Required tasks:
(1) Can you sum up the JEP 250 page on storing interned strings in CDS archives in two sentences?
(2) Would you recast the paragraph of the JEP 250 page that begins "On 64-bit platforms with compressed oop pointers" as a bulleted list that keeps its main facts?
(3) Could you carry the JEP 250 page on storing interned strings in CDS archives forward, starting after its final sentence?

Reading passage:
JEP 250: Store Interned Strings in CDS Archives

Author	Jiangli Zhou
Owner	Ioi Lam
Type	Feature
Scope	JDK
Status	Closed / Delivered
Release	9
Component	hotspot / runtime
Discussion	hotspot dash dev at openjdk dot java dot net
Relates to	JEP 254: Compact Strings
Reviewed by	Karen Kinnear, Mikael Vidstedt
Endorsed by	Mikael Vidstedt
Created	2014/09/24 23:49
Updated	2022/10/03 17:25
Issue	8059092

Summary

Store interned strings in class-data sharing (CDS) archives.

Goals

Reduce memory consumption by sharing the String objects and underlying char array objects amongst different JVM processes.
Only support shared strings for the G1 GC. Shared strings require a pinned region, and G1 is the only HotSpot GC that supports pinning.
Only support 64-bit platforms with compressed object and class pointers.
No significant degradation (< 2-3%) on startup time, string-lookup time, GC pause time, or runtime performance using the usual benchmarks.

Non-Goals

Reducing startup time is not a goal.
Other types of GCs (besides G1) will not be supported.
32-bit platforms will not be supported.

Motivation

Currently, when CDS stores classes into the archive, the CONSTANT_String items in the constant pools are represented by UTF-8 strings. When the class is loaded, the UTF-8 strings are converted into java.lang.String objects on demand. This potentially wastes memory, since each character in each interned string takes up three bytes or more (two bytes in the String, 1-3 bytes in the UTF-8).

Also, because the strings are created dynamically, they cannot easily be shared across JVM processes.

Description

At dump time, a designated string space is allocated within the Java heap during heap initialization. Pointers to the interned String objects and their underlying char-array objects are modified, as if those objects are from the designated space, when writing out the interned string table and the String objects.

The string table is compressed and then stored in the archive at dump time. The compression technique for the string table is the same as for the shared symbol table (see JDK-8059510). The regular narrow oop encoding and decoding is used to access the shared String objects from the compressed-string table.

On 64-bit platforms with compressed oop pointers, the narrow oops are encoded using offsets (with or without scaling) from the narrow oop base. Currently there are four different encoding modes: 32-bit unscaled, zero based, disjoint heap based, and heap based. Depending on the heap size and the heap minimum base, an appropriate encoding mode is selected. The narrow-oop encoding mode (including the encoding shift) must be the same at both dump time and run time, so that the oop pointers within the shared string space remain valid at run time. The shared-string space can be considered relocatable, with restrictions, at runtime. It is not required to be mapped at the same address as at dump time, but it should be at the same offset from the narrow oop base at dump time and run time. The heap size is not required to be the same at dump time and run time, as long as the same encoding mode is used. The offset of the string space and the oop-encoding mode (and shift) should be stored in the archive for run-time validation. If the encoding mode changes, it will invalidate the encoding of the oop pointer to the char array from each shared String. In such cases the shared-string data is ignored while the rest of the shared data can still be used by the VM. A warning indicating that shared strings are not used due to incompatible GC configuration will be reported by the VM.

Dataset rows:
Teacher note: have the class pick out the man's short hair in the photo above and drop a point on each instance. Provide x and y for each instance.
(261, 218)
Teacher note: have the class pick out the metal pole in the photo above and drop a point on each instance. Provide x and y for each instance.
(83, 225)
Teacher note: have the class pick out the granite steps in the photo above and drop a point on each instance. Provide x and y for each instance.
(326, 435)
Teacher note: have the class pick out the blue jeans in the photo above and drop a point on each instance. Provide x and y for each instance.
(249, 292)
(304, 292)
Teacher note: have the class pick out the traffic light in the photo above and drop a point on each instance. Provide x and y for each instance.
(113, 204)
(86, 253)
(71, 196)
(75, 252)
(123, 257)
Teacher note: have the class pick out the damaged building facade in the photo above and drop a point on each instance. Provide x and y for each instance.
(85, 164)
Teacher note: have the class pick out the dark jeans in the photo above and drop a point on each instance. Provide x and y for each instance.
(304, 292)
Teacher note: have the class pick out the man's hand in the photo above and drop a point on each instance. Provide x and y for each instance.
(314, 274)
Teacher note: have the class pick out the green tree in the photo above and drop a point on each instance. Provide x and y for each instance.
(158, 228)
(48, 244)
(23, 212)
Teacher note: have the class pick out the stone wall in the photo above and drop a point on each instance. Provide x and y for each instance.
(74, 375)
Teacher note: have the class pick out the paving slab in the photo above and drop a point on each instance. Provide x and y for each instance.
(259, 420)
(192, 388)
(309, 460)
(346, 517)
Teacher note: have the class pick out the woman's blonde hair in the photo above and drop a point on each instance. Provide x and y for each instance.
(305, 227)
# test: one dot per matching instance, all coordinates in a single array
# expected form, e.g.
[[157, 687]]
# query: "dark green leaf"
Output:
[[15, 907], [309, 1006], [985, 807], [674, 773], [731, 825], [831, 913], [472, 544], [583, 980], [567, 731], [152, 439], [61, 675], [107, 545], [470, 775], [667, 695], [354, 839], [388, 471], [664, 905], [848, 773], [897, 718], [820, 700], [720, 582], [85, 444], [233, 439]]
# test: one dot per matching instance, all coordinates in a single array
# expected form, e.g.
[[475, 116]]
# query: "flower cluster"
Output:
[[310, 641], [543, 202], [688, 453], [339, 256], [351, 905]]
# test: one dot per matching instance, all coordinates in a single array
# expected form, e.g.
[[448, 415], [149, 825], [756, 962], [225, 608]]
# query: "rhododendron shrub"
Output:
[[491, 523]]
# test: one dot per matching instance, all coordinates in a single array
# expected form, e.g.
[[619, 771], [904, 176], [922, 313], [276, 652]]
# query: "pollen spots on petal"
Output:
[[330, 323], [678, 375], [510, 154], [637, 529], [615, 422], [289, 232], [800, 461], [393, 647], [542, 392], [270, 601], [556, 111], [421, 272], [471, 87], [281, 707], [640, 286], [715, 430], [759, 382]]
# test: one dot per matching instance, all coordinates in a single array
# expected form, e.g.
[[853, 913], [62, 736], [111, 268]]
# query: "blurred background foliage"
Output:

Responses for each task:
(1) JEP 250, a feature delivered in JDK 9, stores interned strings in class-data sharing archives so that String objects and their char arrays can be shared among JVM processes to reduce memory use, supporting only the G1 GC and 64-bit platforms with compressed object and class pointers. At dump time the strings are placed in a designated heap space and the compressed string table is written to the archive, and if the narrow-oop encoding mode differs at run time, the shared strings are ignored with a warning while the rest of the shared data is still used.

(2)
- Narrow oops are encoded as offsets, with or without scaling, from the narrow oop base.
- There are four encoding modes: 32-bit unscaled, zero based, disjoint heap based, and heap based. The mode is selected according to heap size and heap minimum base.
- The encoding mode, including the shift, must be the same at dump time and run time so that oop pointers in the shared string space stay valid.
- The shared-string space is relocatable with restrictions. It need not be mapped at the same address, but it must sit at the same offset from the narrow oop base.
- Heap size may differ between dump time and run time as long as the encoding mode stays the same.
- The string space offset and the encoding mode and shift should be stored in the archive for run-time validation.
- A change of encoding mode invalidates the pointers from shared Strings to their char arrays. In that case the shared-string data is ignored, the rest of the shared data remains usable, and the VM reports a warning about incompatible GC configuration.

(3)
At run time, the string space is mapped as part of the Java heap at the same offset from the oop encoding base as at dump time. The mapping starts at the lowest page-aligned address of the string space saved in the archive. The mapped string space contains the shared String and char-array objects. All G1 regions which overlap this mapped space will be marked as pinned; these G1 regions are unavailable for run-time allocation. There may be unused space wasted in a region that partially overlaps, but there should be at most one such region, at the end of the mapping. No patching is required for the oop pointers within the string space since the same narrow oop encoding is used. The shared-string space is writable, but the GC should not write to the oops in the space in order to preserve shareability across different processes. An application that attempts to lock one of these shared strings, and thus writes to the shared space, will get a private copy of the page, and therefore lose the benefit of sharing that particular page. Such cases are rare.

The shared-string table is distinct from the regular string table at runtime. Both tables are searched when looking up interned strings. The shared-string table is a read-only table at run time; no entries can be added or removed from it.

The G1 string-deduplication table is a separate hash table containing the char arrays for deduplication at runtime. When a string is interned and added to the StringTable, the string is deduplicated and the underlying char array is added to the deduplication table if it is not there already. The deduplication table is not stored into the archive. The deduplication table is populated during VM startup using the shared-string data. As an optimization, the work is done in the G1StringDedupThread (in G1StringDedupThread::run(), after initialize_in_thread()) to reduce startup time. The shared strings' hash values are precomputed and stored in the strings at dump time to avoid the deduplication code writing the hash values at runtime.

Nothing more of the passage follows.